Tipping Point: The End of Oil

Do we realise how much we are sacrificing for energy?

Tipping Point: The End of Oil The easy oil is gone. The age of the tar sands has begun. Yet as a pristine wilderness and a native people are being wiped out to feed the world's hunger for energy, what no one expected was for them to fight back. From the scientist whose research could ban the tar sands to director James Cameron's dramatic intervention, this shocking documentary is a journey through the David and Goliath struggle playing out within the major environmental issue of our age.

Stretching out across hundreds of miles the Canadian tar sands are a barren wasteland, broken by smoking towers, silos and the massive tailings ponds filled with toxic waste. "For every barrel of bitumen you create a barrel and a half of waste that goes into those tailings ponds. The majority of them are leaking." Captured in spectacular HD cinematography, these unique pictures reveal an otherworldly apocalyptic landscape and tell the tar sands definitive story.

Despite this vast industrial plain swallowing up their traditional homeland and forests, the Native people of Fort Chipewyan have received little in the way of sympathy from Canadian politicians. The cancer rate in their town is 30% above the national average and their fish stocks are being depleted and horribly mutated, but the same denials are peddled. "This is one of the most highly regulated industries in the world". It's obvious why they don't want to hear. The tar sands are the USA's biggest source of imported oil and pump over $20 billion a year into the Canadian economy. Production is set to triple by 2020.

▶ [Required action 1] In the tar sands documentary description, how far above the national average is the cancer rate in Fort Chipewyan?
▶ [Required action 2] List every feature that the tar sands documentary description says breaks up the barren wasteland of the Canadian tar sands.
▶ [Required action 3] Carry the tar sands documentary description forward from its final sentence.
The data after this text is not needed for anything here.

▶ [Collected data]
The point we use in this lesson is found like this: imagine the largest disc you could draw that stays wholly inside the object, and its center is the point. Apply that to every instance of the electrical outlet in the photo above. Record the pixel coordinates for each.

▶ [Response area 1] It is 30% above the national average.

▶ [Response area 2]
- smoking towers
- silos
- massive tailings ponds filled with toxic waste

▶ [Response area 3]
John O'Connor, who first discovered the high cancer rates and linked them with the tar sands, is forced to leave Alberta. Despite their doctor's departure, the community won't be silenced. Fort Chipewyan's Chief, Allan Adam, enlists a famous Dene Elder, Francois Paulette, to take the issue to the world. "What you do with your money is your business, but when you begin to spend your money in my territory, which disrupts and destroys our way of life, our civilization, then that becomes my business." With scientific results in hand, Paulette travels to the Copenhagen Climate Conference, then to Norway's Statoil headquarters, and then to enlist the help of friends in the United States. Not even he could have expected the ally he finds there: James Cameron, Director of the environmental blockbuster, Avatar.

In a gripping climax, the scientists publish their research, undermining the industry-sponsored program of research the Government has relied on to deny the problem. "Do we have a world class monitoring system in place? In short no." Acting on his convictions, Avatar director James Cameron comes to the tar sands, with the world media following close behind, to call for change. In an emotional community gathering, the residents of tiny Fort Chipewyan finally decide to take action, no matter the consequences.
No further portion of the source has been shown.